● **Requirements**:
Keep only the lines of the material below that contain the word "white", and copy them in their original order.
*** Provided material ***
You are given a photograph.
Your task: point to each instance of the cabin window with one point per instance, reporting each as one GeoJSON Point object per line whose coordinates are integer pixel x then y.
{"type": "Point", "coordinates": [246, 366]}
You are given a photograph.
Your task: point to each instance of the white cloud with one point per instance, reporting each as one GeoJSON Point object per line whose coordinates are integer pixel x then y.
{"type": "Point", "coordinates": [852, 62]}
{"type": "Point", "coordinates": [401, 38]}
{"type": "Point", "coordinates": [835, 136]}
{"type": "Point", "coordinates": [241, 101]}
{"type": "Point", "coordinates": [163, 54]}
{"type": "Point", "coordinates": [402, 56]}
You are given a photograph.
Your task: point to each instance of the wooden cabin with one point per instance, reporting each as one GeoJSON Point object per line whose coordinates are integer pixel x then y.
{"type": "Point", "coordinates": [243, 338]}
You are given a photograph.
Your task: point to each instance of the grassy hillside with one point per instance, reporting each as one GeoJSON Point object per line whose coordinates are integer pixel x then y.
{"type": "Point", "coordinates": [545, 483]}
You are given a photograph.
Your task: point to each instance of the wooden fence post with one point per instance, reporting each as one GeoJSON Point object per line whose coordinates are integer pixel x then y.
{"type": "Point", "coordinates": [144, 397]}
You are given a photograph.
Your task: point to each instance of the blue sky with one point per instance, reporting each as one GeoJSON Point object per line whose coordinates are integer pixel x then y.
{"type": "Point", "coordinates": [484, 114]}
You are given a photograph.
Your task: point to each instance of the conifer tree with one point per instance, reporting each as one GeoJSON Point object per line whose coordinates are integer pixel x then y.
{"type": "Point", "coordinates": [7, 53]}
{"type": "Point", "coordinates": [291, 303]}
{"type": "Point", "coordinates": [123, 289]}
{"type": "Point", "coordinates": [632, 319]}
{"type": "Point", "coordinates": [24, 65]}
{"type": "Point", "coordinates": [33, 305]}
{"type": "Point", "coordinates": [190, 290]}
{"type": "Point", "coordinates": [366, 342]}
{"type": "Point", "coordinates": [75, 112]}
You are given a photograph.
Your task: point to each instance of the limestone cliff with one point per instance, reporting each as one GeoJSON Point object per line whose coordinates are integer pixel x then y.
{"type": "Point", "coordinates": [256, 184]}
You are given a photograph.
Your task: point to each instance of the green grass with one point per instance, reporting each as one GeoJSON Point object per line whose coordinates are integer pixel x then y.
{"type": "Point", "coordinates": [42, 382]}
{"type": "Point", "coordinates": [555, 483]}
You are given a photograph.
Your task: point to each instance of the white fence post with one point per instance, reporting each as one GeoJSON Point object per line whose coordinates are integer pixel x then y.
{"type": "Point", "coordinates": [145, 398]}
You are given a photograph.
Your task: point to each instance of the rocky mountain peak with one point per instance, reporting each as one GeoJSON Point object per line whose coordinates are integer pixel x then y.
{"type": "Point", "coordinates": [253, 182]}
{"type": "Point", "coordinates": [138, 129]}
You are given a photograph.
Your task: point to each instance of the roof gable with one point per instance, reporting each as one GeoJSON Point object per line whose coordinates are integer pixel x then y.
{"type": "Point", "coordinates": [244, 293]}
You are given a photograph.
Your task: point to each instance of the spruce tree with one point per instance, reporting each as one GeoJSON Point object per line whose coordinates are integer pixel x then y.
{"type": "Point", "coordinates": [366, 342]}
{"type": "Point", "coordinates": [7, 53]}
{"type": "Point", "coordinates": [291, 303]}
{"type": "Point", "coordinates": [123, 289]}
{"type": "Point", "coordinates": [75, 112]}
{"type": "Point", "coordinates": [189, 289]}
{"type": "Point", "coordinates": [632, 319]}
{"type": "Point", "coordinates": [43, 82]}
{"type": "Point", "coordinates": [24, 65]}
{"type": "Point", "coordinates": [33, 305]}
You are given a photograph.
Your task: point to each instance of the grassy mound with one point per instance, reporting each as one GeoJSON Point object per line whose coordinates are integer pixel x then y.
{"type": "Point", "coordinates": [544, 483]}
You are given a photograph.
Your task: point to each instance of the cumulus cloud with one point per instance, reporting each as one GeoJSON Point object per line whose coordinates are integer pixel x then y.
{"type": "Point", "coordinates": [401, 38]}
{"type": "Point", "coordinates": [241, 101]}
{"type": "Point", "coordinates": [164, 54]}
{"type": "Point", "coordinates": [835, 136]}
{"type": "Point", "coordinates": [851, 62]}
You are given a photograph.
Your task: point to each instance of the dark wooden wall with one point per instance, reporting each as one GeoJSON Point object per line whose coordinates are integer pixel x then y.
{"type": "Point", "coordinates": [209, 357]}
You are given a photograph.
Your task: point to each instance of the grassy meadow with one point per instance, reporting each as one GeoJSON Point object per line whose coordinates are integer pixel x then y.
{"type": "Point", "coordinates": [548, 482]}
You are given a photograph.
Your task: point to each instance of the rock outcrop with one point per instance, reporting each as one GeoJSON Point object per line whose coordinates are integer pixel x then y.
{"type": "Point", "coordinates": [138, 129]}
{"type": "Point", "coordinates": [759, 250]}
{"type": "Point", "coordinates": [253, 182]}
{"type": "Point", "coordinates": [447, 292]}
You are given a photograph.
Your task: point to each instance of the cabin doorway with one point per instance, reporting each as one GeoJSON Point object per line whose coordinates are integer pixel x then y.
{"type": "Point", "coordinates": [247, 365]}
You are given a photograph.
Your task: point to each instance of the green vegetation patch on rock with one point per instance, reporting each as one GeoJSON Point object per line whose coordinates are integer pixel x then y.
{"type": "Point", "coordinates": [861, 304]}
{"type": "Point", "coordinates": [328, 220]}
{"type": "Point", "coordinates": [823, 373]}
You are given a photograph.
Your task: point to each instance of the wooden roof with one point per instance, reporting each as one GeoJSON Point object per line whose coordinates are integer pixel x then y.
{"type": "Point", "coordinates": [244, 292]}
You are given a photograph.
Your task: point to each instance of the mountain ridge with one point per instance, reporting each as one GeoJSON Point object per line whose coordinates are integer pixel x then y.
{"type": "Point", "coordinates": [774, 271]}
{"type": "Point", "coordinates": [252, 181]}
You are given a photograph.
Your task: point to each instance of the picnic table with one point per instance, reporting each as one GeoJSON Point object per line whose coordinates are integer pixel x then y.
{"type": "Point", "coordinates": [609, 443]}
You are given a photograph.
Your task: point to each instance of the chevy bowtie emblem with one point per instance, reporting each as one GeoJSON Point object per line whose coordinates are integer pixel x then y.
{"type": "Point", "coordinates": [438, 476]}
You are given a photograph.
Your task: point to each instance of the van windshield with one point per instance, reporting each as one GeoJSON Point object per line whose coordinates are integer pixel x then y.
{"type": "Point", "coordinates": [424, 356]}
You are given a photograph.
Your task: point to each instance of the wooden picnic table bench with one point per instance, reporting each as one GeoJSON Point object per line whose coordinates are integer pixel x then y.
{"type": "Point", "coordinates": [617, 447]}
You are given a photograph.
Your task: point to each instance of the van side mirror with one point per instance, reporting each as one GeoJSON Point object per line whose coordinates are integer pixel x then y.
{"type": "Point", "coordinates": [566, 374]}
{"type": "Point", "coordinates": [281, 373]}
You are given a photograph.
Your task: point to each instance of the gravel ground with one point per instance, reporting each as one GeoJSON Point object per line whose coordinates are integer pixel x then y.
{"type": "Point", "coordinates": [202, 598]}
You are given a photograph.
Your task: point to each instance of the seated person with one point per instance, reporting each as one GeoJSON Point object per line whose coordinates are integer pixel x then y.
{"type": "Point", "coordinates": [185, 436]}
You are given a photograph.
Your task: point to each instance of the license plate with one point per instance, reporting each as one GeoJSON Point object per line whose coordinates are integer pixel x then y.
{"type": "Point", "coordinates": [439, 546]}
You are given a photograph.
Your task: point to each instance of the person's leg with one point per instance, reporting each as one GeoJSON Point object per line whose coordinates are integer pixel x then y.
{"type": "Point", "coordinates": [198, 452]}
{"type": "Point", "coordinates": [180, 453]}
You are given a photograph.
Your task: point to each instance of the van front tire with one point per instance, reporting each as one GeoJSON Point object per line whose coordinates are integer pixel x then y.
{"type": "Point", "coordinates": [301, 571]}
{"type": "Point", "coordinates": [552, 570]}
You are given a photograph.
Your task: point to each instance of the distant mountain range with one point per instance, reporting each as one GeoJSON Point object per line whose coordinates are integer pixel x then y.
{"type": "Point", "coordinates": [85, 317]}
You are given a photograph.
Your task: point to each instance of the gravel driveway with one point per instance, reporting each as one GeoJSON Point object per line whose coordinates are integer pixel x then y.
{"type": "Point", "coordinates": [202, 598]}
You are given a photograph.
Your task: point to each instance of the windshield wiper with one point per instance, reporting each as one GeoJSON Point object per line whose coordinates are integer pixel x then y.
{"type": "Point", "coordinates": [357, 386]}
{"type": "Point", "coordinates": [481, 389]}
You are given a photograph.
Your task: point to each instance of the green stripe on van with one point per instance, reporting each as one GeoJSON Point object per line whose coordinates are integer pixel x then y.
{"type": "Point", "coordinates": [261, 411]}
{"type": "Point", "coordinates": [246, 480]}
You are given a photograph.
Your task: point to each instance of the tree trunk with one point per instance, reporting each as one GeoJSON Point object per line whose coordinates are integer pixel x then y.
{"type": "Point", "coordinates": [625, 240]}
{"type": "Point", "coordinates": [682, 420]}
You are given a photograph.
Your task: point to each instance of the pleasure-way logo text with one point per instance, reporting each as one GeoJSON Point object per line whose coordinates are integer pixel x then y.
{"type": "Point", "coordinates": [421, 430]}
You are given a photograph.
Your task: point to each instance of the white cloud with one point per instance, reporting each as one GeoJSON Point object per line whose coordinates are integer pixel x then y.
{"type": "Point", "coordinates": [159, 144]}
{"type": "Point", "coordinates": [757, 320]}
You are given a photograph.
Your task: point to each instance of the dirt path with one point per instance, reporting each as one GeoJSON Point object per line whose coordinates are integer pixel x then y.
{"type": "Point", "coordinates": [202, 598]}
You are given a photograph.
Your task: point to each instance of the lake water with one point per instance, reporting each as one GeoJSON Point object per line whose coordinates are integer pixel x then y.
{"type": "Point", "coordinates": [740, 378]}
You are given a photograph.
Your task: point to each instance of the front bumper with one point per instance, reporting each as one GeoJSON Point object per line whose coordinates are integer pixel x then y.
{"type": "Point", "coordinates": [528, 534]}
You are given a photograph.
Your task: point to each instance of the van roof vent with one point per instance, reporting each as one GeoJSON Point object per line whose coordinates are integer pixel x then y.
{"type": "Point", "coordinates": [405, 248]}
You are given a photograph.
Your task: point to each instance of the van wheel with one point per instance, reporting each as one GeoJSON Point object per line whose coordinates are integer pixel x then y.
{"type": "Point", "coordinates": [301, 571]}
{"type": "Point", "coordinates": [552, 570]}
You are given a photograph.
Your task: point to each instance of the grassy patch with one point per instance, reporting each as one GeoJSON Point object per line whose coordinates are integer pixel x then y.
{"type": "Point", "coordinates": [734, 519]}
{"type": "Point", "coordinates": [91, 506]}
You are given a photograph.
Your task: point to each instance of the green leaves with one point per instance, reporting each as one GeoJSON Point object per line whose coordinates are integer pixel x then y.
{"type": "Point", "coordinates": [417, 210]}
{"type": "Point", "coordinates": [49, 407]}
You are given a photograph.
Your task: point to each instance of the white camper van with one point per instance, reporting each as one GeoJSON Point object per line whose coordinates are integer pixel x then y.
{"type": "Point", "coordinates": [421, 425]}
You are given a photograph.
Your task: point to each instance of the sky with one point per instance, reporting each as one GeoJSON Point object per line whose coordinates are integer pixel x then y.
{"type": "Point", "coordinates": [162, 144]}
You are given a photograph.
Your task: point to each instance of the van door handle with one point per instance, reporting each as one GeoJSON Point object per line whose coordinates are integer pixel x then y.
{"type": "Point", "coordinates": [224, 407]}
***
● **Solution to this exercise**:
Your task: point to each instance of the white cloud with one point per instance, reporting each as one GeoJSON Point object per line whose coordinates are integer pixel x then y.
Your task: point to each instance of the white fence post with one point per instance, reporting each as one GeoJSON Point object per line whose coordinates are integer pixel x then y.
Your task: point to each instance of the white cloud with one point per instance, reporting each as one GeoJSON Point object per line whose coordinates are integer pixel x then y.
Your task: point to each instance of the white camper van with one point per instance, reporting each as one GeoJSON Point object per line whose coordinates are integer pixel x then y.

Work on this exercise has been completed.